#### Your objective
Repeat verbatim every line of the material, beginning at the line that holds "of the star" and ending at its last line.

== Dataset ==

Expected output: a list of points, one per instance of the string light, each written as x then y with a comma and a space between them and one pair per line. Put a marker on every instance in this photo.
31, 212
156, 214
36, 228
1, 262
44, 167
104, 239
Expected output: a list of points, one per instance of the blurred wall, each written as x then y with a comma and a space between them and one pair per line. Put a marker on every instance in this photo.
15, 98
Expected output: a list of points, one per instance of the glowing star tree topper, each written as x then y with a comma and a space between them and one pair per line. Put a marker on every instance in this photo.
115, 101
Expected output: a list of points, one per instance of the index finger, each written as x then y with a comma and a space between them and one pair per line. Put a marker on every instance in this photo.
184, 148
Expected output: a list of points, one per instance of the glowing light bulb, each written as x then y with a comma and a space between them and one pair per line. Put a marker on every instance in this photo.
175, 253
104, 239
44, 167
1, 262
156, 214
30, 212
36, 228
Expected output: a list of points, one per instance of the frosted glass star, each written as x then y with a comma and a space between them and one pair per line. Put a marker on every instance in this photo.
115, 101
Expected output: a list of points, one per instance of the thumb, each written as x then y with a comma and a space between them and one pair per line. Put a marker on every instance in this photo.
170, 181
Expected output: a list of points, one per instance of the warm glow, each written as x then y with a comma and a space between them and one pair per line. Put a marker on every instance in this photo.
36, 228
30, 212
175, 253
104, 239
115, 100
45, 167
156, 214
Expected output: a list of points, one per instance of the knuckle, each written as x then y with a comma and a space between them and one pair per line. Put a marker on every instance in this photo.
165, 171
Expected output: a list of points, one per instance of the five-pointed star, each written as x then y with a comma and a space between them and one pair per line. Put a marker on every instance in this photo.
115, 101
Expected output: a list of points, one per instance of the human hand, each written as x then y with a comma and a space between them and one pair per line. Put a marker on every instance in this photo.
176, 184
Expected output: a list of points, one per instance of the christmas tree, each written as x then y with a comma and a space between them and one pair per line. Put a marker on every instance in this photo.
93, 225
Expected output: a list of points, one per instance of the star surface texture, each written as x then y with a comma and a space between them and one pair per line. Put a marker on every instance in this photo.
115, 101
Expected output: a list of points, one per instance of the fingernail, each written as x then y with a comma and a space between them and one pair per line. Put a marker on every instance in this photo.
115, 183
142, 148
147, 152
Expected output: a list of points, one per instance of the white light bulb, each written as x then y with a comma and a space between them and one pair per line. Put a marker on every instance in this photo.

===

#### Response to the task
Expected output: a list of points, one per instance of the star surface texture, each written as x then y with a comma and a space between them and one pair per line. Put a marker on every instance in this photo.
115, 101
Expected output: a list of points, one per instance of the fingernail, each written as x then y with a comma and a space between them and one pair per line. Put a marker on every instance in this photo.
115, 183
142, 148
147, 152
Expected output: a list of points, one per instance of the white light bulb, each written as x then y with a comma and a space between them and one pair per line. Put a marker on every instance in this photo.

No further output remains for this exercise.